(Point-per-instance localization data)
+-------+
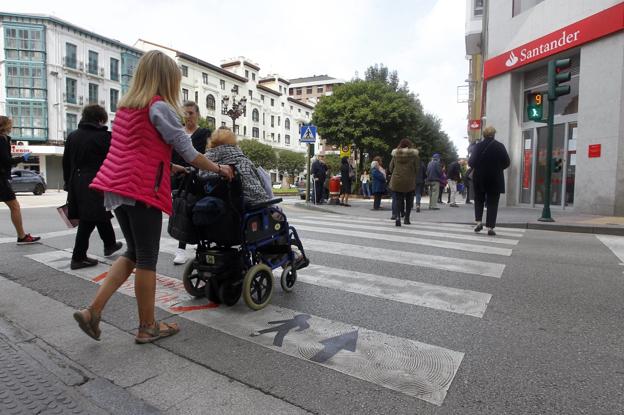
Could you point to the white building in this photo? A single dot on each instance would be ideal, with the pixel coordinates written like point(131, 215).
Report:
point(519, 38)
point(53, 68)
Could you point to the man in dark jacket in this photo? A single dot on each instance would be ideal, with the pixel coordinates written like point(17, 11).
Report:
point(6, 192)
point(85, 151)
point(488, 160)
point(199, 138)
point(454, 177)
point(319, 173)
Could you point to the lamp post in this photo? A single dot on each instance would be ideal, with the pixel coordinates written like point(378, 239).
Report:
point(235, 109)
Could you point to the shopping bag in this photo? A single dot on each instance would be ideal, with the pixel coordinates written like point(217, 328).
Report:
point(63, 212)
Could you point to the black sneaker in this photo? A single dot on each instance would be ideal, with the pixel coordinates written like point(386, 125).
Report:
point(84, 263)
point(28, 239)
point(112, 249)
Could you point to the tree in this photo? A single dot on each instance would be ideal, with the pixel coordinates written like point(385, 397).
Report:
point(262, 155)
point(290, 161)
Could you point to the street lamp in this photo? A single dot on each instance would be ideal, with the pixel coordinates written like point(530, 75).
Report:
point(236, 109)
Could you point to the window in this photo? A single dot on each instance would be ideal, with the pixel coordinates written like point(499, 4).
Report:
point(93, 93)
point(212, 122)
point(520, 5)
point(93, 63)
point(114, 69)
point(72, 122)
point(70, 55)
point(114, 99)
point(478, 8)
point(210, 103)
point(70, 90)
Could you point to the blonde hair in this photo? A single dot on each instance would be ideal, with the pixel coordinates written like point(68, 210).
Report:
point(156, 74)
point(221, 136)
point(5, 124)
point(489, 131)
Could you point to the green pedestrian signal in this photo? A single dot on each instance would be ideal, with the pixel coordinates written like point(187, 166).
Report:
point(535, 107)
point(556, 77)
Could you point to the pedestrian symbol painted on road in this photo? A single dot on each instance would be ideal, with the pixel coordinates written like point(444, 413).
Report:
point(300, 321)
point(346, 341)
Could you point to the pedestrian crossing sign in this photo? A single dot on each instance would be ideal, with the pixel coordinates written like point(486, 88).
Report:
point(308, 134)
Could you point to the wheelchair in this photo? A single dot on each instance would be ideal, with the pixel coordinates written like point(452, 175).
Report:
point(238, 249)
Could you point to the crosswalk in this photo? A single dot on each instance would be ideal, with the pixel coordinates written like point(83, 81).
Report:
point(408, 366)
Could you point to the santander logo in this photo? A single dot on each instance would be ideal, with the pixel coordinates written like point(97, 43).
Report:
point(513, 59)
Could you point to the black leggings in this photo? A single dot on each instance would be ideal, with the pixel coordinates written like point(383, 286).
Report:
point(141, 226)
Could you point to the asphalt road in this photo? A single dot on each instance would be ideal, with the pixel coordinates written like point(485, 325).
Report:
point(423, 319)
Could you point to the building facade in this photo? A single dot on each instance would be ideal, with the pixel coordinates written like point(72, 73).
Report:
point(51, 69)
point(519, 38)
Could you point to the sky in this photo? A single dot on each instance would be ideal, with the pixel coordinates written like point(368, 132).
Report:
point(422, 39)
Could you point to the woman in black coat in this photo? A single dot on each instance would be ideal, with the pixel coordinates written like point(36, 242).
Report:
point(85, 151)
point(488, 160)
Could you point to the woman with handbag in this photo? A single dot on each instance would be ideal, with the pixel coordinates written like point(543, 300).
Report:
point(136, 182)
point(488, 160)
point(84, 153)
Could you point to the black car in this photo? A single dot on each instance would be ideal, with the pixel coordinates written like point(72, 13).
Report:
point(27, 181)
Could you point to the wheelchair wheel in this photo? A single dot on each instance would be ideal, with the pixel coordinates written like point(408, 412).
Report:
point(193, 282)
point(211, 290)
point(258, 286)
point(229, 293)
point(288, 278)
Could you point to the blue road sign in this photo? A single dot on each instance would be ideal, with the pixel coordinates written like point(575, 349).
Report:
point(308, 134)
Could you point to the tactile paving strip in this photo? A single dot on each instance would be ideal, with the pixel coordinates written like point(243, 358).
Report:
point(26, 388)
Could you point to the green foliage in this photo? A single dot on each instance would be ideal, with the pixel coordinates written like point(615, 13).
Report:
point(262, 155)
point(290, 161)
point(374, 114)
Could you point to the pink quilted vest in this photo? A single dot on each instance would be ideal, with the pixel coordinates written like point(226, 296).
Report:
point(137, 164)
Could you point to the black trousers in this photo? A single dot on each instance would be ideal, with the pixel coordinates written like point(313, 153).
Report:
point(404, 203)
point(491, 199)
point(85, 228)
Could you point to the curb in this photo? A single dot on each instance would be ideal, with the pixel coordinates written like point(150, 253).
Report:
point(560, 227)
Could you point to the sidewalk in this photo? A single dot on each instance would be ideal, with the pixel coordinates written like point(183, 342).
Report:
point(515, 217)
point(48, 366)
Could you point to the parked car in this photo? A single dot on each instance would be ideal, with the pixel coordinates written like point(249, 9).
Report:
point(27, 181)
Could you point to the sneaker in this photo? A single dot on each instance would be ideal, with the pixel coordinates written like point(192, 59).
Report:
point(28, 239)
point(84, 263)
point(111, 250)
point(180, 257)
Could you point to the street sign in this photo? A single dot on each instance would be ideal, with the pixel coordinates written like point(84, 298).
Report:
point(308, 134)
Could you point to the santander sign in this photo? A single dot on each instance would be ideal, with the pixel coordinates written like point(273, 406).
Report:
point(602, 24)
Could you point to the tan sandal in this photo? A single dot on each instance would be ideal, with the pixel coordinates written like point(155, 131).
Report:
point(90, 326)
point(156, 332)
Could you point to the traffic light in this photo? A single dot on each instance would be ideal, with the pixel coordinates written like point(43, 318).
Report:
point(556, 77)
point(535, 107)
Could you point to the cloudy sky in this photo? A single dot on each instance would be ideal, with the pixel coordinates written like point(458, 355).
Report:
point(422, 39)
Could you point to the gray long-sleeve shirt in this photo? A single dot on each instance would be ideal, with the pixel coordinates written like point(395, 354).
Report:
point(166, 121)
+-------+
### REQUIRED WORK
In the records, how many lines include the string "woman"? The answer is that number alone.

### EXERCISE RESULT
2